YOUR ASSIGNMENT: When the word "grassy" shows up in a line of the data below, copy that whole line.

>>>

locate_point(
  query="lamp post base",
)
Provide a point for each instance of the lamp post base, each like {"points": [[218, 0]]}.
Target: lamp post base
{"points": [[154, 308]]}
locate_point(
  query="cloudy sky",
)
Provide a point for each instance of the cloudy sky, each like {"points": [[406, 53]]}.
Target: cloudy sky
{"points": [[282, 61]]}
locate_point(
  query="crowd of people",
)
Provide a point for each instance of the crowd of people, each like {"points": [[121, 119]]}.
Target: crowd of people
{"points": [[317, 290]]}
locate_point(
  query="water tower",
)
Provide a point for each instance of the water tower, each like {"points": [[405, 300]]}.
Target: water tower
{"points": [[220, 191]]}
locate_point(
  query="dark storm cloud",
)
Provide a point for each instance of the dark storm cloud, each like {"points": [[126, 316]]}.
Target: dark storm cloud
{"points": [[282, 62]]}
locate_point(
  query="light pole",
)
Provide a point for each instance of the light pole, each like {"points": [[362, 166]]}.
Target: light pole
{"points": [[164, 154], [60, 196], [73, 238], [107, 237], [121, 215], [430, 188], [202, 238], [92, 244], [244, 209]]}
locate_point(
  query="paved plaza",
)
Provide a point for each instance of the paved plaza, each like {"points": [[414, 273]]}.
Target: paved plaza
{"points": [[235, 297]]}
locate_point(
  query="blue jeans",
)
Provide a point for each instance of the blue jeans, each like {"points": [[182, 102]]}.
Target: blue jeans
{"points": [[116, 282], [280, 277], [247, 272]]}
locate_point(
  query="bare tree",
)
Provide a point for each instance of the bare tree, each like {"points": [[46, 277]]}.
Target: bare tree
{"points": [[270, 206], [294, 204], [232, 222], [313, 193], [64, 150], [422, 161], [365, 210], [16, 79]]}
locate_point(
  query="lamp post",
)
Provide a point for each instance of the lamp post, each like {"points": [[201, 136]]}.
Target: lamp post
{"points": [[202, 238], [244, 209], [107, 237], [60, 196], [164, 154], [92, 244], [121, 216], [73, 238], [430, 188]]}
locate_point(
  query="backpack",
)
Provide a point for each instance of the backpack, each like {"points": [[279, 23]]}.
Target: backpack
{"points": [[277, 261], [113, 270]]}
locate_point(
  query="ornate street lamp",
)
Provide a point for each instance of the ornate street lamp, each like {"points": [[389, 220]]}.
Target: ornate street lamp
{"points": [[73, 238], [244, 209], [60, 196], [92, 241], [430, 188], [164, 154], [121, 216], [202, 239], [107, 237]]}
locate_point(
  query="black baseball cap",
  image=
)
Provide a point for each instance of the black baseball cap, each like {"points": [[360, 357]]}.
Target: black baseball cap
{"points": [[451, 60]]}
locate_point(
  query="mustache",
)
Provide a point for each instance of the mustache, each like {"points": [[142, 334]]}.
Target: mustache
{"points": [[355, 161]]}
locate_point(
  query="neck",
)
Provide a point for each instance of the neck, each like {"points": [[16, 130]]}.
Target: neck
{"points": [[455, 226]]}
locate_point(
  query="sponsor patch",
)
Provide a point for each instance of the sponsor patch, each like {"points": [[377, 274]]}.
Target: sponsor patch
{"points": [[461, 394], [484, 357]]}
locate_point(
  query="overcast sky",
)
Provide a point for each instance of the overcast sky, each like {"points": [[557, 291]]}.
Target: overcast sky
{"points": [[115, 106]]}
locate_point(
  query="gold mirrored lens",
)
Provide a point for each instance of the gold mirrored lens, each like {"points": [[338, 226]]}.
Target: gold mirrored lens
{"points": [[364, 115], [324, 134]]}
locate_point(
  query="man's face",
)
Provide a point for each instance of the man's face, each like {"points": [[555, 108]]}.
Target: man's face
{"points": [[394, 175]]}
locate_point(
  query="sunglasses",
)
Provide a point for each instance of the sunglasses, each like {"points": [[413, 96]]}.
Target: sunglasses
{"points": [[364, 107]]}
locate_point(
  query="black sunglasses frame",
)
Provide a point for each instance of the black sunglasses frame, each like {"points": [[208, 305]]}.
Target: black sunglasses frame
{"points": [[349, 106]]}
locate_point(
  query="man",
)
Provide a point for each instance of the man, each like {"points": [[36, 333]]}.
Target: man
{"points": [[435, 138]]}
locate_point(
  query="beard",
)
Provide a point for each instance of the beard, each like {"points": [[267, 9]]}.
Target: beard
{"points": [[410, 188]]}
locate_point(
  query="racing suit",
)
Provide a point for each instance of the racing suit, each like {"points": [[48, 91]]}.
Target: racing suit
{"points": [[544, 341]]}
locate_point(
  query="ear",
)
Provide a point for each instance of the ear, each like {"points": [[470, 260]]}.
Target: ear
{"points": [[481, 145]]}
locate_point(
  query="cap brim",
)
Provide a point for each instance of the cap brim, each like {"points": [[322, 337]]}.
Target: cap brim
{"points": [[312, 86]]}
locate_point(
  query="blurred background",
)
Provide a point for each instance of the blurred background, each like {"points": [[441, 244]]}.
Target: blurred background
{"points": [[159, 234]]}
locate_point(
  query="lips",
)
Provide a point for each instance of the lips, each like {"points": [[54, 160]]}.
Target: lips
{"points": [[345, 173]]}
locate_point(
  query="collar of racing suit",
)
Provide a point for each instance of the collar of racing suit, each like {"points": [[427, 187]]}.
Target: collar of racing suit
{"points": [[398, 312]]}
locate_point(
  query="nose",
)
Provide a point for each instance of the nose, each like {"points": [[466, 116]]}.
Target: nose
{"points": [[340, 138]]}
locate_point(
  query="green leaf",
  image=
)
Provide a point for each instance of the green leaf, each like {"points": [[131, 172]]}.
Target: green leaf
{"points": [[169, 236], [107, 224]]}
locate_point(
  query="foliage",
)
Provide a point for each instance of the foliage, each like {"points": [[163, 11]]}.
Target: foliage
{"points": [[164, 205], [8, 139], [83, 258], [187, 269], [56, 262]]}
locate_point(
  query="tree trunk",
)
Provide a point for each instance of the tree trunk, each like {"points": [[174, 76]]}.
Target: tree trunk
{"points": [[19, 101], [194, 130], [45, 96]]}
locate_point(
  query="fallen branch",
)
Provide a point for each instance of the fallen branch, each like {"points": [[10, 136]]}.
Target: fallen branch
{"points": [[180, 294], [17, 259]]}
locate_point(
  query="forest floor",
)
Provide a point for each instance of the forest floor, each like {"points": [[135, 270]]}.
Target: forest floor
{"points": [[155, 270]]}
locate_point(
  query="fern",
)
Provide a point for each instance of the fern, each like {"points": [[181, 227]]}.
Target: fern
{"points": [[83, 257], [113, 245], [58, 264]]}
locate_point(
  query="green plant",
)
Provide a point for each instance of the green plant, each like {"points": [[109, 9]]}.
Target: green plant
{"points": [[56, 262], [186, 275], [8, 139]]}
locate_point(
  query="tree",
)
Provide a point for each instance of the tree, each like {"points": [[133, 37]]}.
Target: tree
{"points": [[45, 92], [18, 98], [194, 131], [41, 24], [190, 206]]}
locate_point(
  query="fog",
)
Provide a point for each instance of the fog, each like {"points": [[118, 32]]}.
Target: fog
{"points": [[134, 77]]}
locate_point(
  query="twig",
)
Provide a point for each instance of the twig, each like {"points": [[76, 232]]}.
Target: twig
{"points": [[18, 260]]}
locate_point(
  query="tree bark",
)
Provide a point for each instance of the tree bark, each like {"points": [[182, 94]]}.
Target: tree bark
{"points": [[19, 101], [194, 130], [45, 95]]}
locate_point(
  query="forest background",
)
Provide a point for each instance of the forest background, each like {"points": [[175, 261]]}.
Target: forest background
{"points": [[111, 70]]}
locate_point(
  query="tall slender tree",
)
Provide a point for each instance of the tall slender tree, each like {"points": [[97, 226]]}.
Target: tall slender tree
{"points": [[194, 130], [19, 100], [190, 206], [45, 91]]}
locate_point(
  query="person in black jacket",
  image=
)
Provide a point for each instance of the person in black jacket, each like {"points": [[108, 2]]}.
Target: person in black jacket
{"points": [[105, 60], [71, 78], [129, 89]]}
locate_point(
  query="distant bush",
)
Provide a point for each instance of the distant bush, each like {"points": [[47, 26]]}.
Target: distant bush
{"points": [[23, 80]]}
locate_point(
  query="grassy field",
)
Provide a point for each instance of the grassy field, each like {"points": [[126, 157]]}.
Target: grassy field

<<<

EXERCISE ANSWER:
  query="grassy field",
Provide a point for each instance of the grassy field, each like {"points": [[126, 157]]}.
Target: grassy field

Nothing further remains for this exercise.